# DESCRIPTION OF THE TASK
Pull out each line below that contains the string "coordinates", and list those lines as they appear.

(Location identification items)

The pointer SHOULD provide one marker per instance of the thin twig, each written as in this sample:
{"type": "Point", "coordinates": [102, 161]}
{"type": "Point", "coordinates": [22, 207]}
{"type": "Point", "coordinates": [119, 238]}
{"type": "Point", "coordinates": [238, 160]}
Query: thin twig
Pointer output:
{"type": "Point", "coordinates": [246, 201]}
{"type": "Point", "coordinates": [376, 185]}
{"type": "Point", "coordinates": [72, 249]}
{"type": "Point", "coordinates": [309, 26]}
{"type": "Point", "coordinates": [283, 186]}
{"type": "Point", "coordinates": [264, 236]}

# IN RESPONSE
{"type": "Point", "coordinates": [102, 161]}
{"type": "Point", "coordinates": [22, 207]}
{"type": "Point", "coordinates": [119, 238]}
{"type": "Point", "coordinates": [238, 160]}
{"type": "Point", "coordinates": [246, 201]}
{"type": "Point", "coordinates": [376, 185]}
{"type": "Point", "coordinates": [72, 249]}
{"type": "Point", "coordinates": [309, 26]}
{"type": "Point", "coordinates": [283, 186]}
{"type": "Point", "coordinates": [264, 236]}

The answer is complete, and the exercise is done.